**Written problem**
Reproduce the material in full, unchanged.

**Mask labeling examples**
┌────────

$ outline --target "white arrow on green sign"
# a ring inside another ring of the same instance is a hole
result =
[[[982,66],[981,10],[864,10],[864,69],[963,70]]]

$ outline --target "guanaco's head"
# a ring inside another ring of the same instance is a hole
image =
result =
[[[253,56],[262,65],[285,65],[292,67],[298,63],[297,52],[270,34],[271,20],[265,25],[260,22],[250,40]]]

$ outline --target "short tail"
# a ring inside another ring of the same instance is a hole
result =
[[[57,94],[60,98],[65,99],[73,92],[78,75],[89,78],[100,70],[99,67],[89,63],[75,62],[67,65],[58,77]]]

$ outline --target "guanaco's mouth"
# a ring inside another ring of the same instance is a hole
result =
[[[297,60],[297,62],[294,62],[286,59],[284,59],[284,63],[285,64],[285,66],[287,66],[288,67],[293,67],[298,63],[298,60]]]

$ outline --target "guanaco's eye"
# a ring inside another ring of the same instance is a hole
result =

└────────

**Task answer**
$ outline --target "white arrow on green sign"
# a ring inside another ring of the same instance is a hole
result =
[[[982,66],[981,10],[864,10],[864,69],[963,70]]]

$ outline --target "guanaco's head"
# a ring inside another ring of the same instance is a hole
image =
result =
[[[253,56],[262,65],[285,65],[292,67],[298,63],[297,52],[270,34],[271,20],[265,25],[260,22],[250,40]]]

$ outline --target "short tail"
# a ring inside another ring of the same instance is a hole
result =
[[[57,94],[60,98],[65,99],[73,92],[78,75],[89,78],[100,70],[99,67],[89,63],[75,62],[67,65],[58,77]]]

$ outline --target "guanaco's mouth"
# a ring inside another ring of the same instance is a hole
result =
[[[297,60],[297,62],[294,62],[286,59],[284,59],[284,63],[285,64],[285,66],[287,66],[288,67],[293,67],[298,63],[298,60]]]

$ outline --target "guanaco's eye"
# a ring inside another ring of the same instance is a hole
result =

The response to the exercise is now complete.